### ZU ERLEDIGENDE AUFGABE
Ersetze „pale yellow crumb“ durch „light yellow crumb“ und gib dabei die Zeilen erneut aus, beginnend mit der Zeile, die „Can you find the pale“ enthält, bis einschließlich zum Ende der Einträge. Alles andere bleibt unverändert.

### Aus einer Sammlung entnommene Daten
■ ■ ■

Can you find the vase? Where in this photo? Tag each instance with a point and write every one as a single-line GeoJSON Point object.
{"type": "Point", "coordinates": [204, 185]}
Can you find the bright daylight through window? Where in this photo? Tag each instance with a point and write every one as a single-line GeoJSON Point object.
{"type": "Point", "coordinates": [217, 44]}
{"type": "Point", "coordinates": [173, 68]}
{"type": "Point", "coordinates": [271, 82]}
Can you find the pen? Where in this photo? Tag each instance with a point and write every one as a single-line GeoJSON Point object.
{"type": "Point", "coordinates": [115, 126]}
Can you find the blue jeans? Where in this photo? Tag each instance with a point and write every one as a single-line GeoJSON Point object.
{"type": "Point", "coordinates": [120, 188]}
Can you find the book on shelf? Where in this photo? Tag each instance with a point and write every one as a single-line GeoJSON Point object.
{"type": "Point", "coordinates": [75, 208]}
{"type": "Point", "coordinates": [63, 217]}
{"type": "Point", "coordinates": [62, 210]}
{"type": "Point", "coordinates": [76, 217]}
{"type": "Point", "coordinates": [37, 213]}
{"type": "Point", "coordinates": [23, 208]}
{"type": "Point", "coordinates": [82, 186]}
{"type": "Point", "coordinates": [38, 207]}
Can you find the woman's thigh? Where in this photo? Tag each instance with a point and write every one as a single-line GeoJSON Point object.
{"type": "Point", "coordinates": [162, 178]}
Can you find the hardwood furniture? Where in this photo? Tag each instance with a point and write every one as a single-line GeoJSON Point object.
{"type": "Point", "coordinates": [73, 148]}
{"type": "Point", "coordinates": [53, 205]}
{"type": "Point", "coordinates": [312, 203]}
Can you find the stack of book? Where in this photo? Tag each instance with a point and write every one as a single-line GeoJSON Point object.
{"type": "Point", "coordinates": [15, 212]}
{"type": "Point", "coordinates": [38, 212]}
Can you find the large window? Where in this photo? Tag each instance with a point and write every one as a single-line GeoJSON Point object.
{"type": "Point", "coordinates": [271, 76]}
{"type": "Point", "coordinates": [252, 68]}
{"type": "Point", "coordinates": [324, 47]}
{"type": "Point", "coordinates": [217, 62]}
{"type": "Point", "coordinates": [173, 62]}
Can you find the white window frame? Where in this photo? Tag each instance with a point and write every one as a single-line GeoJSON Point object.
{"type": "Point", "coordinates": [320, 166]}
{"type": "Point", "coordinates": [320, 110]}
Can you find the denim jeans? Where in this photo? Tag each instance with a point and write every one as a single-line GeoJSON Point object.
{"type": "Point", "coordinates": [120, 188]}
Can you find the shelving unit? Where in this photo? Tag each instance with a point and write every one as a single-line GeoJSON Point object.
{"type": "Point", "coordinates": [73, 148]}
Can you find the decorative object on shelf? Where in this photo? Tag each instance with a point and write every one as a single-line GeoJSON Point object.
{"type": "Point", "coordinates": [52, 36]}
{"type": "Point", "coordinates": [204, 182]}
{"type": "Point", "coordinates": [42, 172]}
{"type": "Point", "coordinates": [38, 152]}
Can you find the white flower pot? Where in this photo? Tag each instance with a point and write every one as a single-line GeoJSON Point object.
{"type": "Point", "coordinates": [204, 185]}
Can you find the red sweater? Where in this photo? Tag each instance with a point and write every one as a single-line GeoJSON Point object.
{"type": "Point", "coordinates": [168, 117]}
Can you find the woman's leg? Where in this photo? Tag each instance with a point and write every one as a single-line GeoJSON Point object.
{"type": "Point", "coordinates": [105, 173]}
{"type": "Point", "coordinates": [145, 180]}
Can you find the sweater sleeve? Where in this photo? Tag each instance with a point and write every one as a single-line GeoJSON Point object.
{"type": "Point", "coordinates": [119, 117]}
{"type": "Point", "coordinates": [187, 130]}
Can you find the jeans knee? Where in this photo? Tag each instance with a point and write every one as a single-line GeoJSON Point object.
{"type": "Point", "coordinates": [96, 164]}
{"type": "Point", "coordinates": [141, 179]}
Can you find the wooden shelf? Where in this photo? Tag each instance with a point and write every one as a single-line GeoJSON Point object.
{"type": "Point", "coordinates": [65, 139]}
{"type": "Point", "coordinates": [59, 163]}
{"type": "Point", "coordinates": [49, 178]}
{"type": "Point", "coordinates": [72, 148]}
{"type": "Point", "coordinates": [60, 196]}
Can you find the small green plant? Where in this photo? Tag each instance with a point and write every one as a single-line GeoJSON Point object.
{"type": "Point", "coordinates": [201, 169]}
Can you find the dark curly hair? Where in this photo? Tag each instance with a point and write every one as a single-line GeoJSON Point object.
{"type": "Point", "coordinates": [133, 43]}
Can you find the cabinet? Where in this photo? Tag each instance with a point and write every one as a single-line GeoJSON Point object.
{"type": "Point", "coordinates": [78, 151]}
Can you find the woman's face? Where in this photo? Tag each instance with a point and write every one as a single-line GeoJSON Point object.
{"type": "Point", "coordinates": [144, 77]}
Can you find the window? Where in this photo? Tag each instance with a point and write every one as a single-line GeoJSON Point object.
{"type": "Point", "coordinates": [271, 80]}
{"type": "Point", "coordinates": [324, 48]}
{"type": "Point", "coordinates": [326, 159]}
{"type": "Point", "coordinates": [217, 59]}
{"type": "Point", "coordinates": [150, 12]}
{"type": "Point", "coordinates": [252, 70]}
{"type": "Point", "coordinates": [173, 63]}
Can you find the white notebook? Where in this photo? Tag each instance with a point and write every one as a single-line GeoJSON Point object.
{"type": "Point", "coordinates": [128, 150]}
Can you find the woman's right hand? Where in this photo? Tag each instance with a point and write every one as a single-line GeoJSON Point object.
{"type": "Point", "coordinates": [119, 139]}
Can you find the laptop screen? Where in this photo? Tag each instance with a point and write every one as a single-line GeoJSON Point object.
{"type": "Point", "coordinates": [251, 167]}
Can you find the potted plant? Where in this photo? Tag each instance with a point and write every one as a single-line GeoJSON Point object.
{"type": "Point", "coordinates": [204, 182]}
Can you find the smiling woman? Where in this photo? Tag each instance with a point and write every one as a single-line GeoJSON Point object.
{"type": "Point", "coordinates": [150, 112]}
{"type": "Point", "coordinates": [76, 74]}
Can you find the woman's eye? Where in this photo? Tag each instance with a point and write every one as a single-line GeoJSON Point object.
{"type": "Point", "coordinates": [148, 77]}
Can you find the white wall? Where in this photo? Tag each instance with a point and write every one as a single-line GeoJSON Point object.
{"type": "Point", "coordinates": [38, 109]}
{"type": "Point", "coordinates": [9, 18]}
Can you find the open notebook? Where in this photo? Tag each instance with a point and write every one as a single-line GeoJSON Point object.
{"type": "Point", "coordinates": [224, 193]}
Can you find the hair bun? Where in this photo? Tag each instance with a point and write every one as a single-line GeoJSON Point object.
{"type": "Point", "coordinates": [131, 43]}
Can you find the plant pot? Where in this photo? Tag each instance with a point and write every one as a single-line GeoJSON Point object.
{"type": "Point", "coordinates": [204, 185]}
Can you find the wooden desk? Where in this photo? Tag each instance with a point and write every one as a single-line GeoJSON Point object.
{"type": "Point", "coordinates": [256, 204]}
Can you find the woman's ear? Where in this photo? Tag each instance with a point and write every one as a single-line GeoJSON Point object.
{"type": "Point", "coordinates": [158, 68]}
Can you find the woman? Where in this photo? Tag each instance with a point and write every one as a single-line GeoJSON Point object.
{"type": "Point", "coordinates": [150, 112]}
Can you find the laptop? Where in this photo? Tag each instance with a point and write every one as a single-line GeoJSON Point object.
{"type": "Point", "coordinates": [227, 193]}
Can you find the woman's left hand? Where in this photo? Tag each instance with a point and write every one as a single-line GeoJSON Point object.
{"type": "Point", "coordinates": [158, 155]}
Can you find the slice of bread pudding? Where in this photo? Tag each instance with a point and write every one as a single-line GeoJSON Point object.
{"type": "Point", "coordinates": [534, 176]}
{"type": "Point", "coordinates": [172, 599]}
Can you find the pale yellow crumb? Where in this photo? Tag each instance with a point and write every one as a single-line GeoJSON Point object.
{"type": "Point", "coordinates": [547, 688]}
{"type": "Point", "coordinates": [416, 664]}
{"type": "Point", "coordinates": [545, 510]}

■ ■ ■

### ERGEBNIS
Can you find the light yellow crumb? Where in this photo? Tag each instance with a point and write every one as a single-line GeoJSON Point object.
{"type": "Point", "coordinates": [547, 688]}
{"type": "Point", "coordinates": [416, 664]}
{"type": "Point", "coordinates": [545, 510]}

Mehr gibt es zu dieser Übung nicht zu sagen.